Material to process:
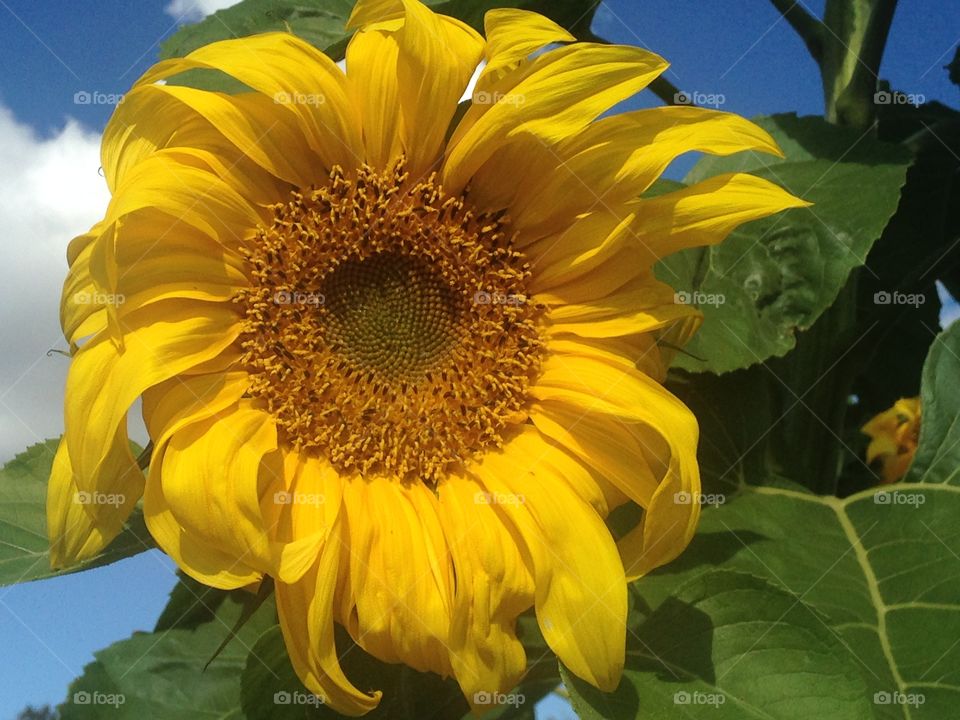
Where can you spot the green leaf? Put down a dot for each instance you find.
(24, 549)
(792, 605)
(161, 675)
(776, 276)
(322, 22)
(689, 658)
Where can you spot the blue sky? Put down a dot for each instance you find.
(52, 50)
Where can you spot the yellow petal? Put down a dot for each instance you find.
(641, 305)
(299, 512)
(607, 444)
(494, 585)
(189, 195)
(547, 101)
(397, 584)
(153, 118)
(437, 57)
(705, 213)
(611, 386)
(82, 523)
(306, 618)
(211, 476)
(619, 157)
(581, 593)
(167, 408)
(302, 117)
(512, 36)
(372, 58)
(164, 339)
(82, 303)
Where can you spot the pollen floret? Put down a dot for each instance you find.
(388, 325)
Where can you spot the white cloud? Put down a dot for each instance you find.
(50, 191)
(195, 10)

Exercise details: Leave the pictures out, and print every line of the listing exactly as written.

Correct output:
Where can you spot the green leaf? Put down a dot for each instance you find.
(24, 549)
(792, 605)
(161, 675)
(776, 276)
(322, 22)
(689, 658)
Where can you spot the blue sky? Put down a dot for each instance you find.
(52, 50)
Where can you spot the yellow petal? Put down a dot for each instance you find.
(641, 305)
(299, 512)
(607, 444)
(494, 585)
(189, 195)
(547, 101)
(397, 584)
(153, 118)
(437, 57)
(705, 213)
(611, 386)
(82, 523)
(306, 618)
(211, 476)
(619, 157)
(581, 593)
(167, 408)
(302, 117)
(512, 36)
(372, 58)
(164, 339)
(82, 303)
Where can you spot the pollen floret? Put down a dot for each instance you find.
(388, 325)
Where can you spot the white cloud? Put down a dot for each instance you find.
(50, 191)
(195, 10)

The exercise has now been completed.